» **ENUNCIADO PROPUESTO A**:
Convierte en lista numerada las filas comprendidas entre la línea que contiene "Lane-count request: drop a dot on each instance of the building" y el final de las filas, ambas incluidas, omitiendo las líneas en blanco.

» **TEXTO FUENTE**:
-=-=-
El caso es que, durante muchos años, habíamos asumido por tradición popular, que el rey Felipe II había dispuesto de una especie de zoo para su recreo en el citado lugar, a pesar de que era imposible de apreciar nada parecido en las escasas reproducciones existentes del complejo trazado por Gaspar de Vega a mediados del siglo XVI.
En las crónicas citadas, especialmente en la anónima, se describe claramente la instalación que hizo edificar Enrique IV en las cercanías de la Casa Real de Valsaín. Así, mi antepasado en el cargo explicaba que se trataba de un bosque espléndido con una cerca cerrada a cal y canto donde descansaban todo tipo de fieras, desde venados gigantes a cabras de grandes cuernos, jabalíes y, supuestamente, hasta osos. Para su defensa y, principalmente, atemorizar a todo aquel furtivo deseoso de ganarse un rápido ajusticiamiento, según Alonso de Palencia, el rey dispuso que hombres fieros y repulsivos, como los salvajes animales que custodiaban, protegieran el tesoro del monarca castellano.
Respecto a la utilidad de estas fieras del parque de Valsaín, no queda claro si eran destinadas a la caza o su destino era el deleite regio de la contemplación. Un servidor apuesta por esto último, pues así lo comenta alguno de los citados cronistas. Por otra parte, cuando la nobleza se rebeló contra el rey y la ciudad de Segovia pasó a manos del vil Juan Pacheco por traición de Pedro Arias Dávila, algunos de sus secuaces se vinieron hasta el Paraíso para dar muerte a las fieras de Enrique IV, cazando un macho cabrío descomunal, ojito derecho del pobre rey.
Sea como fuere, parece evidente que el parque no superó el reinado de Isabel I de Castilla, quien desmanteló parte de las instalaciones entregándolas a manos privadas e incumpliendo, una vez más, la promesa de no enajenar el patrimonio de la corona. De modo que el parque y las fieras hubieron de ser un recuerdo pasado, fruto de la leyenda, cuando Felipe II decidió transformar la vieja casa de los Trastámara en el monumental palacio que hoy languidece pasto del olvido, de la miseria, del desgobierno y, sobre todo, de la pérdida del orgullo por un pasado glorioso; pues, no se engañen, queridos lectores: en el conocimiento del pasado se halla el éxito del futuro y la felicidad del presente que, en definitiva, es lo único que vamos a vivir.
-=-=-
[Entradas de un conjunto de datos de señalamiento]
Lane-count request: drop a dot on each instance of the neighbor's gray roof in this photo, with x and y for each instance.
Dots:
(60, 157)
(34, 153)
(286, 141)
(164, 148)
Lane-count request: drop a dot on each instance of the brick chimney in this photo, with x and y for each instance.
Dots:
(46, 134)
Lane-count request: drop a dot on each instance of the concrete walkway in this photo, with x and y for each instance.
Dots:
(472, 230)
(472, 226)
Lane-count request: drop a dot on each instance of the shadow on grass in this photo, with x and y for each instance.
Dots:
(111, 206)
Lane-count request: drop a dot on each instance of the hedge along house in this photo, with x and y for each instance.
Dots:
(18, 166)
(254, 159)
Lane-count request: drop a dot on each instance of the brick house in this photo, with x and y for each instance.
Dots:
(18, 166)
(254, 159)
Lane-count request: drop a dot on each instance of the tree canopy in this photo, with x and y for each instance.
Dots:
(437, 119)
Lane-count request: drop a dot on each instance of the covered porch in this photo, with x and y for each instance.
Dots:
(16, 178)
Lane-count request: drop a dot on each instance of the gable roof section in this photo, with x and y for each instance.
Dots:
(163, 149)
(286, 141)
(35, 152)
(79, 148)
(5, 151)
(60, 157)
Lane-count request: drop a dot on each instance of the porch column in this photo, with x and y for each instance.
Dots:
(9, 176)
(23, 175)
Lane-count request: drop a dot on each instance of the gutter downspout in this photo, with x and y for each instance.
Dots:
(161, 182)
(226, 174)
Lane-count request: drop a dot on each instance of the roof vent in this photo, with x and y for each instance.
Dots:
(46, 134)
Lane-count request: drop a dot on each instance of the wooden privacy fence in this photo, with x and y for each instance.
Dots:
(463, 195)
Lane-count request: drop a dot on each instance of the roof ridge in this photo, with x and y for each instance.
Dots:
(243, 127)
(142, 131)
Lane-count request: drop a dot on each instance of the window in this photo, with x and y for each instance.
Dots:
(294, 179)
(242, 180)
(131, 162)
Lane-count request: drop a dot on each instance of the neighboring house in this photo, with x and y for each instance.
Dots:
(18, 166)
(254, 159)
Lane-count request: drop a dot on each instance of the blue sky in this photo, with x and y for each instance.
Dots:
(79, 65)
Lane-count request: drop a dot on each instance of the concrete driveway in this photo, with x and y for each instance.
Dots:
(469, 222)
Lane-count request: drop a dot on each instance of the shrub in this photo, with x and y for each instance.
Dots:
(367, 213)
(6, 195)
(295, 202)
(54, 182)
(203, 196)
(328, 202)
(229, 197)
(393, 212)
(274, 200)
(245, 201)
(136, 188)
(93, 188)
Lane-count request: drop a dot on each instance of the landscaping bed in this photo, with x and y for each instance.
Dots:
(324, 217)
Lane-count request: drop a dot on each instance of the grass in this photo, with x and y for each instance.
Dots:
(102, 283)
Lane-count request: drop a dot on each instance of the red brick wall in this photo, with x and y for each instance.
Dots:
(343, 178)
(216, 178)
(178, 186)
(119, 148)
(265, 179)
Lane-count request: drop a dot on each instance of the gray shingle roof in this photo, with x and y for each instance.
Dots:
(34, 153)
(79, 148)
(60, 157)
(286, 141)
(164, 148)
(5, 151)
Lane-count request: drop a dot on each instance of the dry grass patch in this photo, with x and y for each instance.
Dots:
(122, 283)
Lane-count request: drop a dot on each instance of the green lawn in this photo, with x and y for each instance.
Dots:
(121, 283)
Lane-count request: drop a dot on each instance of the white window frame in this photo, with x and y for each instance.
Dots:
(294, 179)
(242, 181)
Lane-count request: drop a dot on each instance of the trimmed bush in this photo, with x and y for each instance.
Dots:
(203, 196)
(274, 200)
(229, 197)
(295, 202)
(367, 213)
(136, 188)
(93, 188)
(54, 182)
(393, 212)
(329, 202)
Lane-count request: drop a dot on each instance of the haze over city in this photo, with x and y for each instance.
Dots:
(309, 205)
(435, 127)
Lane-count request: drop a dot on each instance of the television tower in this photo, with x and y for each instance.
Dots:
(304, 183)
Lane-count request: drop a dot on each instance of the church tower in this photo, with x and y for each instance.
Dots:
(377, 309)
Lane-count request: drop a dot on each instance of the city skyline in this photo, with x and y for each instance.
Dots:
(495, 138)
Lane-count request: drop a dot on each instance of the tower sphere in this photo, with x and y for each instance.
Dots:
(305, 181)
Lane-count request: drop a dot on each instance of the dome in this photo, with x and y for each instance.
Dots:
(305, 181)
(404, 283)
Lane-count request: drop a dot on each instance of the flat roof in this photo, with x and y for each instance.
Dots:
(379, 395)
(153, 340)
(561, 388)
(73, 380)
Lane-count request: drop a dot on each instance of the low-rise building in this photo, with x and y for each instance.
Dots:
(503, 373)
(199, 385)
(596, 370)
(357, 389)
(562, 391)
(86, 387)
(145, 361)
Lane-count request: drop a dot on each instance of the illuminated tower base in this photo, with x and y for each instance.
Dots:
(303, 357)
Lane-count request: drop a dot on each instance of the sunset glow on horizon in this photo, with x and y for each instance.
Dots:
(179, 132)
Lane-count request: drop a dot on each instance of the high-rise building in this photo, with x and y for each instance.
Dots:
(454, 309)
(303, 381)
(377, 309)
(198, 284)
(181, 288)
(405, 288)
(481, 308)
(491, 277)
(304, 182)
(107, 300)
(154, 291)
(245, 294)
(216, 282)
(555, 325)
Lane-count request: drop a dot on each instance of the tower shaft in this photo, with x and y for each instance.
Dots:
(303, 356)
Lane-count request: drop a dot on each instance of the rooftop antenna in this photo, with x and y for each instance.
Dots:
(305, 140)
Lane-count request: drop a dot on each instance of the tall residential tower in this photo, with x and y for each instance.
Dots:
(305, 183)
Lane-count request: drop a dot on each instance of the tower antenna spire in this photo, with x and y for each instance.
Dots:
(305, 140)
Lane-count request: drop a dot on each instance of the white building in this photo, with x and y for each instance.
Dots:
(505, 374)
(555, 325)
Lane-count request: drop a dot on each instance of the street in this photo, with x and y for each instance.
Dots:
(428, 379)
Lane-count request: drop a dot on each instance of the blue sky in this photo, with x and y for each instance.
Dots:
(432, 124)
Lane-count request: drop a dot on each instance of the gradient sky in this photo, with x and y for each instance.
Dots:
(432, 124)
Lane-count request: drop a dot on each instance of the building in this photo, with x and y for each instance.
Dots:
-=-=-
» **ENUNCIADO PROPUESTO B**:
Transcribe íntegramente el texto sobre el parque de fieras de Valsaín.

» **SOLUCIÓN COMPLETA A**:
1. Lane-count request: drop a dot on each instance of the building in this photo, with x and y for each instance.
2. Dots:

» **SOLUCIÓN COMPLETA B**:
El caso es que, durante muchos años, habíamos asumido por tradición popular, que el rey Felipe II había dispuesto de una especie de zoo para su recreo en el citado lugar, a pesar de que era imposible de apreciar nada parecido en las escasas reproducciones existentes del complejo trazado por Gaspar de Vega a mediados del siglo XVI.
En las crónicas citadas, especialmente en la anónima, se describe claramente la instalación que hizo edificar Enrique IV en las cercanías de la Casa Real de Valsaín. Así, mi antepasado en el cargo explicaba que se trataba de un bosque espléndido con una cerca cerrada a cal y canto donde descansaban todo tipo de fieras, desde venados gigantes a cabras de grandes cuernos, jabalíes y, supuestamente, hasta osos. Para su defensa y, principalmente, atemorizar a todo aquel furtivo deseoso de ganarse un rápido ajusticiamiento, según Alonso de Palencia, el rey dispuso que hombres fieros y repulsivos, como los salvajes animales que custodiaban, protegieran el tesoro del monarca castellano.
Respecto a la utilidad de estas fieras del parque de Valsaín, no queda claro si eran destinadas a la caza o su destino era el deleite regio de la contemplación. Un servidor apuesta por esto último, pues así lo comenta alguno de los citados cronistas. Por otra parte, cuando la nobleza se rebeló contra el rey y la ciudad de Segovia pasó a manos del vil Juan Pacheco por traición de Pedro Arias Dávila, algunos de sus secuaces se vinieron hasta el Paraíso para dar muerte a las fieras de Enrique IV, cazando un macho cabrío descomunal, ojito derecho del pobre rey.
Sea como fuere, parece evidente que el parque no superó el reinado de Isabel I de Castilla, quien desmanteló parte de las instalaciones entregándolas a manos privadas e incumpliendo, una vez más, la promesa de no enajenar el patrimonio de la corona. De modo que el parque y las fieras hubieron de ser un recuerdo pasado, fruto de la leyenda, cuando Felipe II decidió transformar la vieja casa de los Trastámara en el monumental palacio que hoy languidece pasto del olvido, de la miseria, del desgobierno y, sobre todo, de la pérdida del orgullo por un pasado glorioso; pues, no se engañen, queridos lectores: en el conocimiento del pasado se halla el éxito del futuro y la felicidad del presente que, en definitiva, es lo único que vamos a vivir.